YANG HARUS DIKERJAKAN
Tolong tuliskan ulang kata demi kata bagian teks tentang Ilmu Pappejeppu di bawah, dimulai dengan "Rupanya prinsip seddimi" dan berlanjut hingga "memahami ilmu pappejeppu.".

KUTIPAN TEKS
··········

Rupanya prinsip seddimi tau atau manusia hanya satu, kurang
disosialisasikan pada masyarakat umum, hal ini mungkin karena perinsip
ini memilki nilai filosofi yang mendalam sehingga tidak mudah dicerna
oleh orang yang tidak memahami ilmu pappejeppu.
Selanjutnya bahwa Ilmu
Pappejeppu ini telah dikenal dikalangan orang Bugis, jauh sebelum ajaran
Islam masuk ke wilayah daerah Bugis, masuknya ajaran Islam yang,
diiringi masuknya, ajaran tasawuf dari berbagai aliran Sufi, juga banyak
mewarnai Ilmu Pappejeppu dalam berbagai kesamaan pandangan, namun
disisi lain juga banyak perbedaannya. Ketika Ilmu Tasawuf Sufisme,
menuntut manusia untuk hidup penuh kepasrahan, dan hidup Zuhud, maka
orang Bugis dengan ilmu pappejepu yang dimilkinya, justru ia harus
bangkit, dan berjuang, untuk melawan kepasrahan dan nasib, “ “
“(Sebagaimana Fiirman Allah SWT yang menyatakan Inna Laha La yugayirru
ma bi kaomeng, hatta yugayiru ma bi anfusihim, artinya, Tidaklah berubah
nasib seseorang atau kaum kecuali ia yang merubahnya,) “ hal ini guna
meningkatkan kwalitas hidupnya di dunia, dan kwalitas hidup (ROH) yang
ada pada dirinya ketika ia kembali ke Rahmatullah, sehingga orang orang
yang memahami betul ilmu Pappejeppu, ketika ia menghadapi sakratul
maut dengan berani berkata bahwa, nyawa saya tidak akan saya lepas kalau
hanya suruhannya ( Malaikatul Maut) yang datang menjemput, kecuali
dirinya, sama seperti ketika aku lahir ke Bumi melihat cahaya Dunia.
Ilmu Pappejeppu bukanlah sebuah ilmu untuk diketahui, tapi sebuah ilmu
hanya untuk dipahami. Sebagaimana pemahaman Ahli Pappejeppu, bahwa Allah
SWT, ia tidak mau diketahui, hanya ia mau dipahami.

··········

CATATAN YANG DITAMPILKAN
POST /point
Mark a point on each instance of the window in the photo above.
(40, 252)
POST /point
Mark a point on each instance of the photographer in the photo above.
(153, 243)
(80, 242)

··········

JAWABAN AKHIR
Rupanya prinsip seddimi tau atau manusia hanya satu, kurang
disosialisasikan pada masyarakat umum, hal ini mungkin karena perinsip
ini memilki nilai filosofi yang mendalam sehingga tidak mudah dicerna
oleh orang yang tidak memahami ilmu pappejeppu.